## TESTO CITATO
Non si tratta più di un interessante esperimento, bensì di una nuova vera e propria “Asset Class” per gli investitori.

Ecco qui sopra un paragone (nemmeno troppo aggiornato, visto che nell’immagine qui riportata la capitalizzazione delle criptovalute arrivava “solo” a 163 miliardi). In teoria quindi questa “asset class” ha già scalato altre posizioni tra I titoli più capitalizzati a Wall Street.


Il fenomeno della diffusione esponenziale delle monete digitali è oramai sulla bocca di tutti, ma il vero boom è arrivato solo a partire dall’inizio del 2017, dal momento che prima di quella data i valori in gioco erano quasi ridicoli. Ecco ad esempio un grafico dell’andamento delle quotazioni delle prime 10 divise digitali: se escludiamo il Dash e l’Ethereum si vede subito che per tutte le altre le quotazioni non sono salite altrettanto velocemente (e solo a partire da inizio anno).


COS’È CAMBIATO?

Dunque cosa è cambiato nel contesto generale dei mercati finanziari perché si è accesa questa nuova stella? Per rispondere a questa domanda non è evidentemente sufficiente parlare del trionfo di internet, dell’esplosione del commercio online, né dell’incremento delle quotazioni di quasi tutti I listini azionari del mondo, perché l’ampiezza del fenomeno non è paragonabile a nessuno di questi fatti, sebbene indubbiamente ciascuno di essi (e molti altri) abbiano contribuito al successo delle criptovalute.

Qualcos’altro perciò ha dato fuoco alle polveri. Probabilmente tra I fattori di contorno è stata presa in considerazione la riservatezza del loro possesso. È virtualmente impossibile infatti darne la caccia ai possessori e l’accesso al denaro criptato può avvenire -senza costi- da qualsiasi internet bar del pianeta. L’incremento dell’interscambio internazionale e la possibilità di non essere tracciati nella titolarità dei movimenti finanziari ne ha fatto una cuccagna per gli agenti segreti, I trafficanti di materiale illecito, gli evasori fiscali e tutti coloro che subiscono restrizioni alla circolazione dei propri capitali.

## MATERIALE ESTRATTO

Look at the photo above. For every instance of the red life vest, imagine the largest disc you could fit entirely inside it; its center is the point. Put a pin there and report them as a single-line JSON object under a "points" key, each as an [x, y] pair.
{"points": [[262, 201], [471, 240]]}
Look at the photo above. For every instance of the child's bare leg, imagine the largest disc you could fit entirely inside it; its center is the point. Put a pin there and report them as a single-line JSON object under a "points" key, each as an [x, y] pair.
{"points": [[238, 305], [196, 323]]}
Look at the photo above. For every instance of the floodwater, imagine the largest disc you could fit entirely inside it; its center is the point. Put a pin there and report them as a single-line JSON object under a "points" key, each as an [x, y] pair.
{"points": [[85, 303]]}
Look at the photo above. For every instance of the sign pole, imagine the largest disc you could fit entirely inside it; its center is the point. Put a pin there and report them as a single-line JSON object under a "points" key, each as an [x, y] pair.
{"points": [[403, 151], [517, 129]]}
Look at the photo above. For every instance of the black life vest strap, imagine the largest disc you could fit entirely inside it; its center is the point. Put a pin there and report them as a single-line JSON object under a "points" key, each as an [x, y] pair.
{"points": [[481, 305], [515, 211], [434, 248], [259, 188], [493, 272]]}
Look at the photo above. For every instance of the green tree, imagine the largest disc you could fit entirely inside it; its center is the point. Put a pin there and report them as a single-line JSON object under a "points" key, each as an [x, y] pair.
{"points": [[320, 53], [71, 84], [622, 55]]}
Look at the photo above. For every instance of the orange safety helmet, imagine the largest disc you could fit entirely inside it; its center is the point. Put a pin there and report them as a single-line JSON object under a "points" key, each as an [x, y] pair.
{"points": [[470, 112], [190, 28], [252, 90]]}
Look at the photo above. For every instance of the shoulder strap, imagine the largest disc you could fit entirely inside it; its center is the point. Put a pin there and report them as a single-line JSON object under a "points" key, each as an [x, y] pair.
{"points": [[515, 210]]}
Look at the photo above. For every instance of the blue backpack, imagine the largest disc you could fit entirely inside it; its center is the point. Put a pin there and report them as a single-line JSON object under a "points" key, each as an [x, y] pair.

--

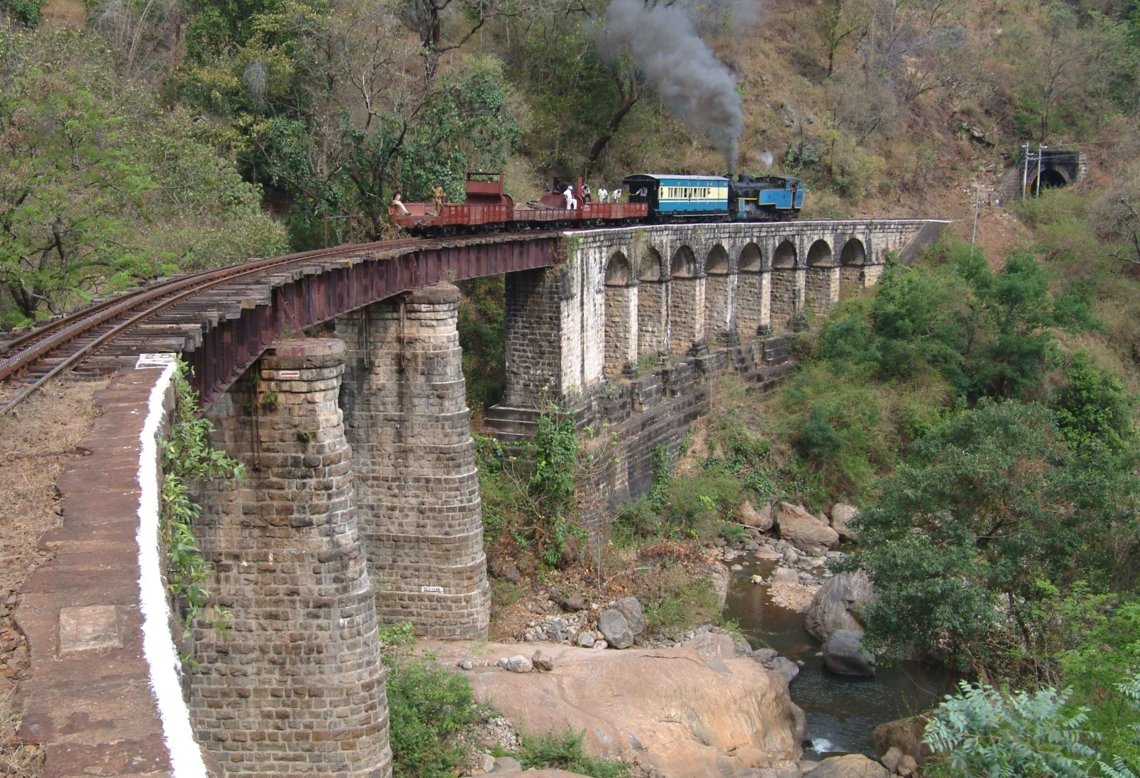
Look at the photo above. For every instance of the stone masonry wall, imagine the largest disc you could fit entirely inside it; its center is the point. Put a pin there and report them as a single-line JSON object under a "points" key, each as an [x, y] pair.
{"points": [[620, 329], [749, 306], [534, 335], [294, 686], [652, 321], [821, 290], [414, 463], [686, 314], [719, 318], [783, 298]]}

## DA FARE
A: Cita parola per parola il testo sulle criptovalute, dalle parole "Non si tratta" giù fino alle parole "COS’È CAMBIATO?".
B: Per favore, scrivi il seguito del testo sulle criptovalute, partendo subito dopo la sua ultima frase.

## ESITI PER COMPITO
A:
Non si tratta più di un interessante esperimento, bensì di una nuova vera e propria “Asset Class” per gli investitori.

Ecco qui sopra un paragone (nemmeno troppo aggiornato, visto che nell’immagine qui riportata la capitalizzazione delle criptovalute arrivava “solo” a 163 miliardi). In teoria quindi questa “asset class” ha già scalato altre posizioni tra I titoli più capitalizzati a Wall Street.


Il fenomeno della diffusione esponenziale delle monete digitali è oramai sulla bocca di tutti, ma il vero boom è arrivato solo a partire dall’inizio del 2017, dal momento che prima di quella data i valori in gioco erano quasi ridicoli. Ecco ad esempio un grafico dell’andamento delle quotazioni delle prime 10 divise digitali: se escludiamo il Dash e l’Ethereum si vede subito che per tutte le altre le quotazioni non sono salite altrettanto velocemente (e solo a partire da inizio anno).


COS’È CAMBIATO?

B:
LA RISERVATEZZA

Ecco però, forse è proprio quest’ultima caratteristica (non essere soggette ai controlli sulla circolazione dei capitali) quella che ha fatto la differenza. L’economia cinese, si sa, da tempo cerca di tenere sotto controllo il deflusso di capitali, anche perché la svalutazione programmata del Renminbi è oggetto di grande attenzione da parte del Governo centrale. La Cina sarebbe infatti diventata la prima economia al mondo (Inntermini di P.I.L.) già nel 2012 se non fosse stato per il fatto che la classifica si fa in dollari e che da allora ad oggi il Renminbi è stato pesantemente ridimensionato. Sembrerebbe infatti che buona parte dell’ascesa dei valori in gioco nelle criptovalute abbia origini nel sud-est asiatico.

Certamente le criptovalute per definizione non hanno territorio, né subiscono limitazioni nei loro movimenti dentro e fuori delle maggiori economie del mondo. Sicuramente la recente maggior diffusione ha contribuito a dare fiducia a questo strumento ribaltando la precedente ritrosia ad affidarsi a circuiti poco trasparenti. Gli esperti però garantiscono che la trasparenza non manca al sistema che presiede alla loro registrazione: la “blockchain”. Anzi! È molto più sicuro di qualunque altro proprio perché nessuno lo controlla.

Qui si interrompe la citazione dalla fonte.